§ Consegna 1: Individua nell'elenco riportato più sotto ogni riga che contiene la parola "cracked" e trascrivila, tenendo conto di maiuscole e minuscole.

§ Brano:
Questo mito - oltre a essere teologicamente significativo - ha svolto un’importante funzione nella creazione di una stretta rete di controllo ecclesiastico sulle società occidentali, proprio a motivo della situazione di insopprimibile peccaminosità in cui, grazie a tale mito, è stata vista l’umanità. E per salvarla le Chiese, soprattutto quelle di origine latina, dovevano sapere, controllare, indirizzare e punire.

«In generale si può dire che, a differenza della tradizione teologica occidentale, la quale si occupò con particolare insistenza del peccato dei progenitori, delle sue conseguenze e della sua trasmissone, quella orientale tratta dell’argomento solo incidentalmente e in modo per niente uniforme. Così non si può presentare la dottrina “ufficiale” della Chiesa orientale riguardante il peccato originale, perché, nell’ambito di questa tradizione, non vi è stato mai un dibattito in proposito e molto meno vi fu un tentativo di sistematizzare questa dottrina in modo obbligatorio per tutti, in quanto nessun concilio ecumenico o sinodo locale, tenuto in Oriente, ebbe occasione di ocuparsene»[1].

Forse è stato Paolo di Tarso il grande inventore del peccato originale, che si sarebbe trasmesso con la procreazione a tutto il genere umano posteriore all’umanità primordiale; il “forse” - cioè la mancanza di sicurezza per tale attribuzione - viene motivato più avanti. Tuttavia è ad Agostino di Ippona - mai liberatosi dai condizionamenti del suo passato da libertino e della sua precedente (e intensa) esperienza religiosa manichea, altresì afflitto da vari problemi psicologici e frustrazioni - che si deve la costruzione di un vero e proprio apparato teologico centrato sul tema in questione.


Nell’Oriente cristiano si esclude la trasmissione di colpa
Generalmente parlando, nell’Oriente cristiano tra chi si pone il problema della proiezione sull’umanità dell’infortunio nell’Eden non esiste la concezione giuridica del peccato di Adamo ed Eva propria del Cristianesimo occidentale, e quindi diverso è il modo di considerare i problemi conseguenti, con particolare riferimento all’opera salvifica e di redenzione di Gesù. Opera che però viene inquadrata indipendentemente da Adamo ed Eva. Sul predetto versante nessuno parla di trasmissione di colpa ai posteri, e si sostiene che dopo la caduta primordiale dell’umanità il genere umano (per il fatto di condividere l’ormai decaduta natura dei progenitori) avrebbe perso la somiglianza con Dio, originariamente unita all’immagine; e inoltre sarebbe venuta meno anche l’attualizzazione dell’immagine stessa, ferma però restando la sua ineliminabilità.
Rimasta quindi a livello potenziale l’immagine, sarà compito dell’uomo - in virtù dell’azione redentrice del Lógos - attualizzare, mediante il battesimo, l’impronta del Dio Tri-Unitario che è in lui, e ridare vita alla somiglianza, pervenendo così a una dimensione superiore a quella della stessa umanità primordiale e quindi alla sua ontologica divinizzazione attraverso la Grazia divina.

§ Dati dell'esercizio:
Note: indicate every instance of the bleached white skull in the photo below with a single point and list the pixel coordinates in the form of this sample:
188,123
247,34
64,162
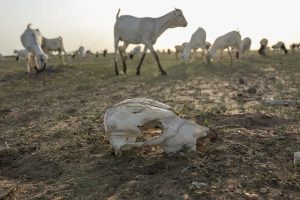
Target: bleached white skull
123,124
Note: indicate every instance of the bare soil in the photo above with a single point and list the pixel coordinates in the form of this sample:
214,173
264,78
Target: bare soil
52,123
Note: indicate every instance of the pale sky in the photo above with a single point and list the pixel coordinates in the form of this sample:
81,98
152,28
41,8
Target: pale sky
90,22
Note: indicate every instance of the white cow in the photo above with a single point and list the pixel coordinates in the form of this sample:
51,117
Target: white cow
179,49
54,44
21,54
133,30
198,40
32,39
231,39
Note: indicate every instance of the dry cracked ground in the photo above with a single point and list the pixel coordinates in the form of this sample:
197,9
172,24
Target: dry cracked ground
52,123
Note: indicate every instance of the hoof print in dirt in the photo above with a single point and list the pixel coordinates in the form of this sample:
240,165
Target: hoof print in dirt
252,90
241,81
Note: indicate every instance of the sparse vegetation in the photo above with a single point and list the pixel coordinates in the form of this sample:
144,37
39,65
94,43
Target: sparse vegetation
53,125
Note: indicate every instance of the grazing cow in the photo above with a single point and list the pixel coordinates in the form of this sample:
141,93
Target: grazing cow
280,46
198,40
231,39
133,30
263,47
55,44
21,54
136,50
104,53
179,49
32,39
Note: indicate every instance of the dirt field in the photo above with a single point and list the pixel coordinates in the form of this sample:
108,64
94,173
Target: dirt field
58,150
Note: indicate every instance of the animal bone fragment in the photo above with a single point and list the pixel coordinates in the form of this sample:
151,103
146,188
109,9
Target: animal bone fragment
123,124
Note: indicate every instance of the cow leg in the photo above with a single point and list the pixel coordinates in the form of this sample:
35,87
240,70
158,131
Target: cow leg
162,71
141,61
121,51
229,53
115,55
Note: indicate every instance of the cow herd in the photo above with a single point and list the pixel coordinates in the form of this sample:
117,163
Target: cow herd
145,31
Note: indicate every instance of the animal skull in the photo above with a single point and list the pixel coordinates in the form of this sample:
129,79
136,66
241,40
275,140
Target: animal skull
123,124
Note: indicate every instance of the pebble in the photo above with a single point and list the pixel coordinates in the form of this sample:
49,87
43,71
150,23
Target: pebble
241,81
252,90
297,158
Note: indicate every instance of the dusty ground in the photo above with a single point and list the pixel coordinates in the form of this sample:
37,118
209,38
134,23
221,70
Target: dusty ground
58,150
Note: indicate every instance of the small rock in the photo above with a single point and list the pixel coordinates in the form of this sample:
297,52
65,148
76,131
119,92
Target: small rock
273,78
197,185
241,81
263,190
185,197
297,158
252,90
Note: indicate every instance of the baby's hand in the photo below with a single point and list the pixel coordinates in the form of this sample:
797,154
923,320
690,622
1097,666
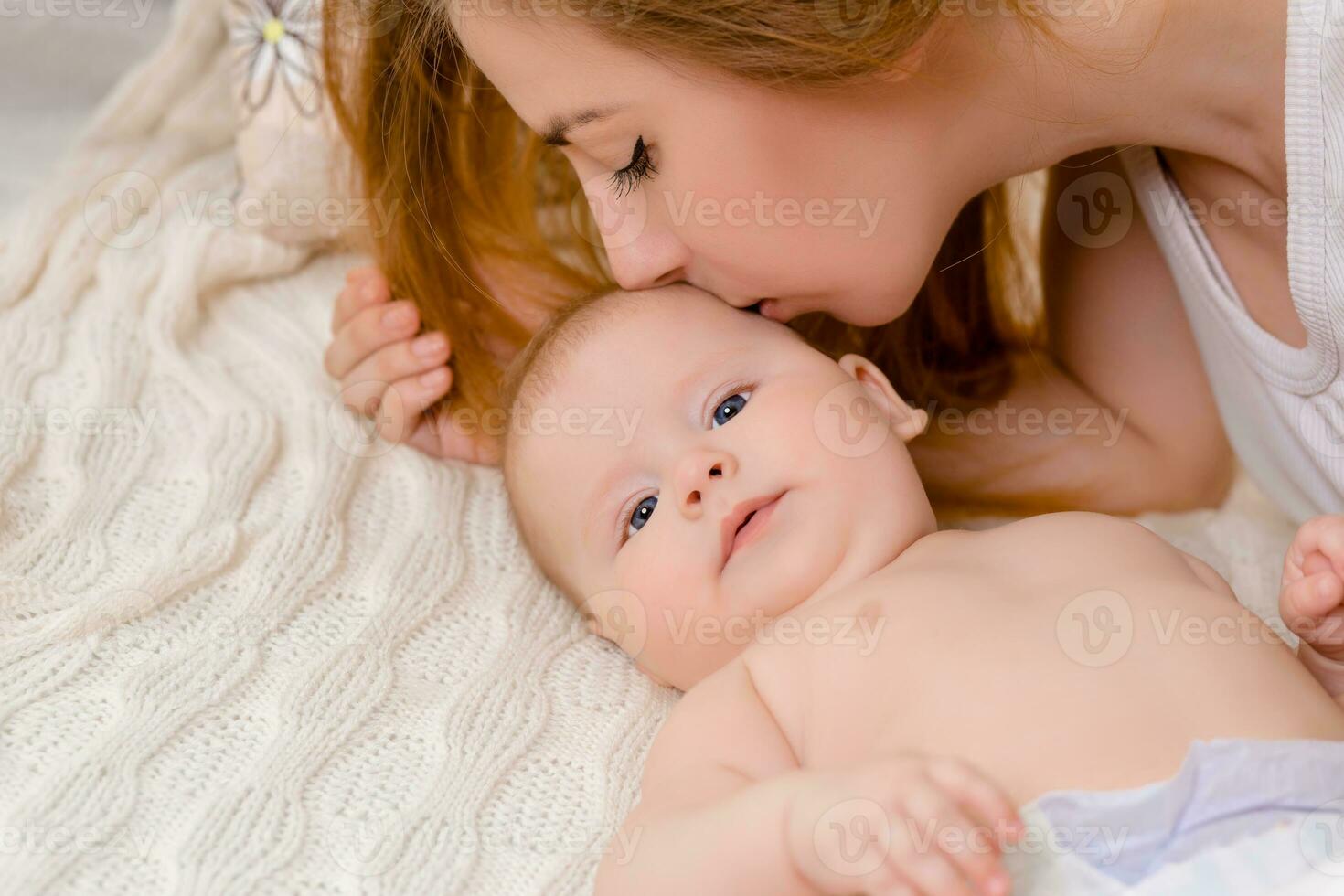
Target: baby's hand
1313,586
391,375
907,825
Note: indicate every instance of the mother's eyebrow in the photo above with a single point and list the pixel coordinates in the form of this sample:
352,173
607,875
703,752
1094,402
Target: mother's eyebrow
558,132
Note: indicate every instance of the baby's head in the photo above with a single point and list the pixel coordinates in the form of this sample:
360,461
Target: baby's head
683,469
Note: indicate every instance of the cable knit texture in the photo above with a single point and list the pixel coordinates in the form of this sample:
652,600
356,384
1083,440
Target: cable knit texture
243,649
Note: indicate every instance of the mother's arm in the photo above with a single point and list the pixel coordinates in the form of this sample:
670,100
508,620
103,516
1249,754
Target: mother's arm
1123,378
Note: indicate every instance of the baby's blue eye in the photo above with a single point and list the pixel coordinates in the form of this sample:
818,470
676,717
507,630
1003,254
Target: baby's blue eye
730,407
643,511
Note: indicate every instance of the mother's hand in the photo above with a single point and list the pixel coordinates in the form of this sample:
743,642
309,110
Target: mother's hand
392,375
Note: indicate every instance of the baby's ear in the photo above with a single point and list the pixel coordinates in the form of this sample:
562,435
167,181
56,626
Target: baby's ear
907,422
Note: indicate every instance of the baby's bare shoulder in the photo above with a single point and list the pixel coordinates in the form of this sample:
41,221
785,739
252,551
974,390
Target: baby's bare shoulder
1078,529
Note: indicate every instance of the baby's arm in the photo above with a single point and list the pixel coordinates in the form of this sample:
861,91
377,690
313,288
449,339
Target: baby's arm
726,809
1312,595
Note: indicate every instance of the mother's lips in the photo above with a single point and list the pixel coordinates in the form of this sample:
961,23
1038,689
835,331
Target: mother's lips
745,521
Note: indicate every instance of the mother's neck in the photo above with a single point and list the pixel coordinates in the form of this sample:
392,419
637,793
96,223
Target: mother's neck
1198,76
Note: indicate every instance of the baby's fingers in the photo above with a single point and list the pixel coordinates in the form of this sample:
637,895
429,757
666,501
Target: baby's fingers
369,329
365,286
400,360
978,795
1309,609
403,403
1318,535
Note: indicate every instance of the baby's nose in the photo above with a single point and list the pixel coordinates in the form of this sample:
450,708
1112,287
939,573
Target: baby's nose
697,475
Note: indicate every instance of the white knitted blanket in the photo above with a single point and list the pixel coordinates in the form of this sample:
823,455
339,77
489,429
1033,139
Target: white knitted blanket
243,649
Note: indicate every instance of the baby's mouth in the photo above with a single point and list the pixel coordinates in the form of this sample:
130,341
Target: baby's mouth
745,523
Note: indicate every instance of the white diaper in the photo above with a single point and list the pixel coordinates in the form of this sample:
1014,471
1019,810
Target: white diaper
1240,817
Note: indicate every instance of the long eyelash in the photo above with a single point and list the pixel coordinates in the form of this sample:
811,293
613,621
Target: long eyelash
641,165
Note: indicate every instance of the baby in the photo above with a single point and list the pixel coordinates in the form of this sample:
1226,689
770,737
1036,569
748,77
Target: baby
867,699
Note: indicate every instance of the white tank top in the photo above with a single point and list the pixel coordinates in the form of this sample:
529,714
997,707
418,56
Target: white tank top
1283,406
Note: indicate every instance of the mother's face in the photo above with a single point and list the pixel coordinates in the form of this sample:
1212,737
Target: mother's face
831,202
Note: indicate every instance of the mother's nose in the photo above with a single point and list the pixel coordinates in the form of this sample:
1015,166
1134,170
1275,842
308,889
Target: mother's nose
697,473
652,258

§ Consegna 2:
Indica se ciascuna affermazione concorda con il brano sul peccato originale, rispondendo sì o no e citando le parole del brano che lo stabiliscono.
(a) La Chiesa orientale possiede una dottrina ufficiale sul peccato originale.
(b) La costruzione di un apparato teologico centrato sul peccato originale si deve ad Agostino di Ippona.
(c) Nell'Oriente cristiano si ritiene che, dopo la caduta, l'immagine di Dio nell'uomo sia stata eliminata.

§ Risultato 1:
Note: indicate every instance of the dry cracked ground in the photo above with a single point and list the pixel coordinates in the form of this sample:
Target: dry cracked ground

§ Risultato 2:
(a) No: «non si può presentare la dottrina “ufficiale” della Chiesa orientale riguardante il peccato originale».
(b) Sì: «è ad Agostino di Ippona» e «che si deve la costruzione di un vero e proprio apparato teologico centrato sul tema in questione».
(c) No: «ferma però restando la sua ineliminabilità».